A missense mutation sheds light on a novel structure-function relationship of RANKL

J Cell Physiol. 2021 Apr;236(4):2800-2816. doi: 10.1002/jcp.30045. Epub 2020 Sep 23.


The tumor necrosis factor (TNF)-like core domain of receptor activator of nuclear factor-κB ligand (RANKL) is a functional domain critical for osteoclast differentiation. One of the missense mutations identified in patients with osteoclast-poor autosomal recessive osteopetrosis (ARO) is located in residue methionine 199 that is replaced with lysine (M199K) amid the TNF-like core domain. However, the structure-function relationship of this mutation is not clear. Sequence-based alignment revealed that the fragment containing human M199 is highly conserved and equivalent to M200 in rat. Using site-directed mutagenesis, we generated three recombinant RANKL mutants M200K/A/E (M200s) by replacing the methionine 200 with lysine (M200K), alanine (M200A), and glutamic acid (M200E), representative of distinct physical properties. TRAcP staining and bone pit assay showed that M200s failed to support osteoclast formation and bone resorption, accompanied by impaired osteoclast-related signal transduction. However, no antagonistic effect was found in M200s against wild-type rat RANKL. Analysis of the crystal structure of RANKL predicted that this methionine residue is located within the hydrophobic core of the protein, thus, likely to be crucial for protein folding and stability. Consistently, differential scanning fluorimetry analysis suggested that M200s were less stable. Western blot analysis analyses further revealed impaired RANKL trimerization by M200s. Furthermore, receptor-ligand binding assay displayed interrupted interaction of M200s to its intrinsic receptors. Collectively, our studies revealed the molecular basis of human M199-induced ARO and elucidated the indispensable role of rodent residue M200 (equivalent to human M199) for the RANKL function.

REQUIRED ACTIONS >>
a: From the RANKL abstract, list each recombinant mutant the authors generated, with the amino acid that replaced methionine 200 in it.
b: Answer from the RANKL abstract:
(i) Which rat residue is equivalent to human M199?
(ii) What did differential scanning fluorimetry suggest about M200s?
(iii) Did M200s show an antagonistic effect against wild-type rat RANKL?

INFORMATION SUPPLIED >>

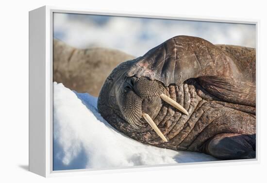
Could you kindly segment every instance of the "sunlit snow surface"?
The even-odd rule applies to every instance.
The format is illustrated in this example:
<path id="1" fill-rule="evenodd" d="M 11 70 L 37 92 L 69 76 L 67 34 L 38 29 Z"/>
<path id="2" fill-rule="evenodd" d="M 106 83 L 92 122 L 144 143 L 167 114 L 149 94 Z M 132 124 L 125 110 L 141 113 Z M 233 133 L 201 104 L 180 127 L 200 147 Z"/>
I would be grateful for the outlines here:
<path id="1" fill-rule="evenodd" d="M 53 170 L 216 160 L 205 154 L 143 144 L 120 133 L 98 113 L 97 98 L 54 83 Z"/>

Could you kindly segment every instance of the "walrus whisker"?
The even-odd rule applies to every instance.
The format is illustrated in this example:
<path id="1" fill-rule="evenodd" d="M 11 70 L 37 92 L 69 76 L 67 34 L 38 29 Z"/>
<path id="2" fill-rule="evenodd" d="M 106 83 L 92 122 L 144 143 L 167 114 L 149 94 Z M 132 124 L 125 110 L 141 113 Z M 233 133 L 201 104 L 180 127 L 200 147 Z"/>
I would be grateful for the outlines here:
<path id="1" fill-rule="evenodd" d="M 143 113 L 142 114 L 142 116 L 143 116 L 143 117 L 144 117 L 146 121 L 147 121 L 148 123 L 152 127 L 153 130 L 154 130 L 154 131 L 156 132 L 156 133 L 160 136 L 160 137 L 161 138 L 161 139 L 163 140 L 163 141 L 164 141 L 164 142 L 168 141 L 166 137 L 165 137 L 164 135 L 159 129 L 159 128 L 157 126 L 157 125 L 156 125 L 156 123 L 155 123 L 155 122 L 153 121 L 153 119 L 151 118 L 149 115 L 146 113 Z"/>
<path id="2" fill-rule="evenodd" d="M 171 99 L 170 97 L 167 96 L 166 95 L 163 93 L 160 95 L 160 97 L 161 98 L 161 99 L 165 101 L 166 102 L 167 102 L 172 106 L 177 109 L 178 110 L 183 112 L 183 113 L 185 114 L 185 115 L 188 115 L 188 113 L 187 113 L 187 111 L 186 111 L 185 109 L 183 107 L 182 105 L 179 104 L 176 101 Z"/>

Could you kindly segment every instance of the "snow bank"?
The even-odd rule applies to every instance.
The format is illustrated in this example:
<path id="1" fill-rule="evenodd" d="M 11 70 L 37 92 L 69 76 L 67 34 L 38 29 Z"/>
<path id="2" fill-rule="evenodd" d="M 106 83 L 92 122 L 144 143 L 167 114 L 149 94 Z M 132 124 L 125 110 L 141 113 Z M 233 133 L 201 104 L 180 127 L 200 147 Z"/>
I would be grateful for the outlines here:
<path id="1" fill-rule="evenodd" d="M 54 83 L 54 170 L 212 161 L 207 155 L 140 143 L 114 130 L 97 112 L 97 98 Z"/>

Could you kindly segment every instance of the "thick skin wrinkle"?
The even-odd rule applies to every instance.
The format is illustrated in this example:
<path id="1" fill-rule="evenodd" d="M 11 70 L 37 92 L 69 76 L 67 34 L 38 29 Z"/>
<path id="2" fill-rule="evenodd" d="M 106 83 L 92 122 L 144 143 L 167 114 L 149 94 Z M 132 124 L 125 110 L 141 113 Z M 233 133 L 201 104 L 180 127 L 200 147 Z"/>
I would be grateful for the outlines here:
<path id="1" fill-rule="evenodd" d="M 255 158 L 255 55 L 252 49 L 174 37 L 117 67 L 101 90 L 99 112 L 115 128 L 144 143 L 221 159 Z M 162 93 L 188 115 L 162 100 Z"/>

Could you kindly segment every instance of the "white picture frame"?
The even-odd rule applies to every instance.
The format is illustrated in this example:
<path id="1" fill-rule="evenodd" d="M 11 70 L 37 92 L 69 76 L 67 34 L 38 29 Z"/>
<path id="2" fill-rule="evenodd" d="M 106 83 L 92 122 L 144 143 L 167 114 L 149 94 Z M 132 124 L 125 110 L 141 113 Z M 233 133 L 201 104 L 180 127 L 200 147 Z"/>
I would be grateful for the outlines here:
<path id="1" fill-rule="evenodd" d="M 186 20 L 253 24 L 256 26 L 256 68 L 258 68 L 258 20 L 214 18 L 167 14 L 136 12 L 96 11 L 92 10 L 43 6 L 29 12 L 29 170 L 44 177 L 89 174 L 144 170 L 184 168 L 187 167 L 229 166 L 259 163 L 259 124 L 256 122 L 256 158 L 251 160 L 190 163 L 177 165 L 141 166 L 127 167 L 53 171 L 52 168 L 52 32 L 53 13 L 70 13 L 92 15 L 153 17 Z M 257 73 L 258 76 L 258 73 Z M 258 82 L 257 82 L 257 86 Z M 257 91 L 258 94 L 258 91 Z M 258 95 L 257 95 L 258 96 Z M 259 105 L 258 97 L 256 105 Z"/>

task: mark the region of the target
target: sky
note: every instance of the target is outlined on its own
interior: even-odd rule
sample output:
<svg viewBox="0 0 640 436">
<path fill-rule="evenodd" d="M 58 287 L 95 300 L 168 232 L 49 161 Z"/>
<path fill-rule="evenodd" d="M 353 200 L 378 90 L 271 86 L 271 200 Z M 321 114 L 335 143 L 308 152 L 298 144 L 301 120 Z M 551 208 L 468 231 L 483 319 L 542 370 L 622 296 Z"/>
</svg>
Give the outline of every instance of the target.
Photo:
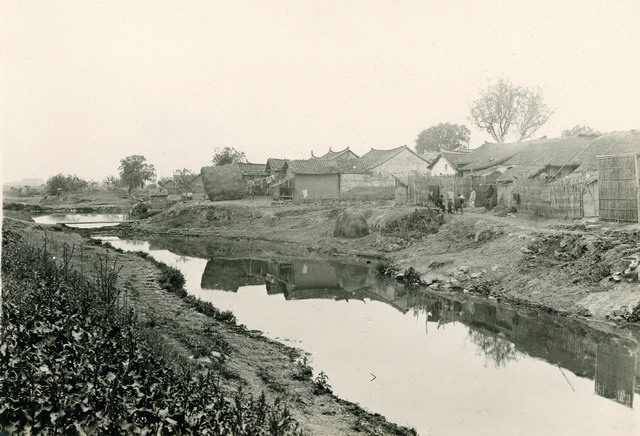
<svg viewBox="0 0 640 436">
<path fill-rule="evenodd" d="M 102 181 L 143 155 L 159 177 L 216 148 L 305 159 L 415 146 L 438 123 L 491 141 L 490 81 L 542 89 L 536 136 L 640 129 L 640 2 L 2 2 L 2 180 Z"/>
</svg>

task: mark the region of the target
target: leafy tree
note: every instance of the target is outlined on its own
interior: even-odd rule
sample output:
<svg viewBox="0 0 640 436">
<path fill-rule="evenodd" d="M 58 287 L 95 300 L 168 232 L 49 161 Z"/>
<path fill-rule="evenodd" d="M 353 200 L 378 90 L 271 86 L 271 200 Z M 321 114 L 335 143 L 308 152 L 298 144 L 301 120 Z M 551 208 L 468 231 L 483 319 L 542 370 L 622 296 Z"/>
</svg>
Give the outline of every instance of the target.
<svg viewBox="0 0 640 436">
<path fill-rule="evenodd" d="M 213 164 L 216 166 L 227 165 L 235 162 L 246 162 L 247 158 L 243 151 L 238 151 L 233 147 L 220 149 L 216 147 L 213 155 Z"/>
<path fill-rule="evenodd" d="M 55 195 L 58 192 L 77 192 L 89 186 L 89 182 L 74 175 L 56 174 L 49 177 L 46 183 L 47 193 Z"/>
<path fill-rule="evenodd" d="M 504 142 L 510 132 L 518 142 L 530 138 L 551 114 L 540 89 L 513 85 L 507 79 L 489 85 L 471 105 L 471 120 L 496 142 Z"/>
<path fill-rule="evenodd" d="M 120 180 L 127 187 L 129 194 L 137 188 L 142 188 L 144 182 L 153 180 L 156 169 L 150 165 L 144 156 L 133 155 L 120 160 Z"/>
<path fill-rule="evenodd" d="M 173 172 L 173 179 L 176 181 L 178 191 L 182 193 L 193 191 L 198 176 L 199 174 L 195 174 L 193 171 L 186 168 L 175 170 Z"/>
<path fill-rule="evenodd" d="M 416 139 L 416 151 L 455 150 L 467 148 L 471 131 L 461 124 L 440 123 L 437 126 L 423 130 Z"/>
<path fill-rule="evenodd" d="M 563 130 L 562 131 L 562 137 L 563 138 L 568 138 L 571 136 L 580 136 L 580 135 L 585 135 L 585 136 L 597 136 L 600 135 L 601 133 L 598 132 L 597 130 L 592 129 L 589 126 L 579 126 L 579 125 L 575 125 L 573 126 L 572 129 L 569 130 Z"/>
<path fill-rule="evenodd" d="M 102 185 L 108 190 L 113 191 L 120 186 L 120 179 L 116 176 L 109 176 L 102 181 Z"/>
</svg>

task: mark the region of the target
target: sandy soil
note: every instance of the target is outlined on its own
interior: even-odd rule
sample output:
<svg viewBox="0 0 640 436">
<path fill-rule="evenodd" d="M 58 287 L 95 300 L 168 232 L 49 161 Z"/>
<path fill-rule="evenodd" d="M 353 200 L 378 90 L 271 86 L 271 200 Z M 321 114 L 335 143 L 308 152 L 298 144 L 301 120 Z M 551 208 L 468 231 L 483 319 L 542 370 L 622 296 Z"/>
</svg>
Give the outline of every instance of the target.
<svg viewBox="0 0 640 436">
<path fill-rule="evenodd" d="M 369 235 L 359 239 L 333 236 L 337 216 L 348 206 L 366 218 Z M 640 254 L 638 225 L 499 217 L 478 210 L 445 216 L 444 224 L 433 234 L 385 231 L 389 223 L 415 209 L 393 204 L 274 205 L 265 199 L 193 201 L 108 232 L 124 237 L 180 236 L 185 244 L 202 247 L 203 257 L 215 255 L 209 251 L 216 244 L 205 241 L 216 238 L 237 241 L 239 251 L 253 247 L 270 256 L 366 256 L 373 262 L 395 264 L 400 272 L 412 267 L 433 289 L 477 293 L 602 322 L 624 323 L 640 304 L 637 280 L 611 279 L 612 273 L 623 268 L 622 257 Z M 42 241 L 43 226 L 17 220 L 5 220 L 5 226 L 19 227 L 34 242 Z M 91 230 L 60 226 L 50 230 L 55 228 L 58 231 L 47 234 L 58 247 L 63 243 L 83 246 L 84 256 L 106 250 L 82 239 Z M 142 324 L 167 347 L 190 355 L 194 343 L 215 344 L 216 335 L 231 344 L 225 365 L 237 377 L 231 377 L 229 389 L 243 386 L 254 394 L 264 390 L 272 398 L 285 397 L 309 434 L 406 434 L 406 429 L 356 405 L 332 395 L 315 395 L 310 380 L 296 377 L 299 354 L 295 350 L 259 332 L 218 323 L 188 308 L 158 288 L 158 270 L 150 262 L 132 254 L 110 252 L 109 256 L 117 258 L 123 266 L 123 280 L 137 290 L 132 301 Z M 213 336 L 212 331 L 216 332 Z"/>
<path fill-rule="evenodd" d="M 415 207 L 351 205 L 371 234 L 333 237 L 345 204 L 194 202 L 129 227 L 129 232 L 287 242 L 324 255 L 368 256 L 413 267 L 423 281 L 571 316 L 622 320 L 640 303 L 636 280 L 613 281 L 622 258 L 640 255 L 640 226 L 496 216 L 477 209 L 446 215 L 435 234 L 381 231 Z"/>
<path fill-rule="evenodd" d="M 270 400 L 283 399 L 305 434 L 413 434 L 407 428 L 389 423 L 384 417 L 368 413 L 330 393 L 315 393 L 313 381 L 309 375 L 303 375 L 303 368 L 298 363 L 302 357 L 300 350 L 266 339 L 258 331 L 248 331 L 196 312 L 175 294 L 158 286 L 160 271 L 152 262 L 135 254 L 88 243 L 86 237 L 63 226 L 41 226 L 7 218 L 3 227 L 18 232 L 32 244 L 41 246 L 46 240 L 49 252 L 54 255 L 59 256 L 65 245 L 73 247 L 73 262 L 86 274 L 91 274 L 98 256 L 107 255 L 110 264 L 122 268 L 119 280 L 131 290 L 129 304 L 138 316 L 141 333 L 151 338 L 163 354 L 186 356 L 203 368 L 220 371 L 223 387 L 229 392 L 242 388 L 255 397 L 265 392 Z M 299 247 L 284 251 L 284 254 L 280 251 L 273 254 L 294 256 L 301 253 Z M 220 348 L 220 344 L 228 345 Z M 198 350 L 203 348 L 220 348 L 220 358 L 197 357 Z"/>
</svg>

ANSWERS BY ITEM >>
a:
M200K: lysine
M200A: alanine
M200E: glutamic acid

b:
(i) M200
(ii) That M200s were less stable
(iii) No, no antagonistic effect was found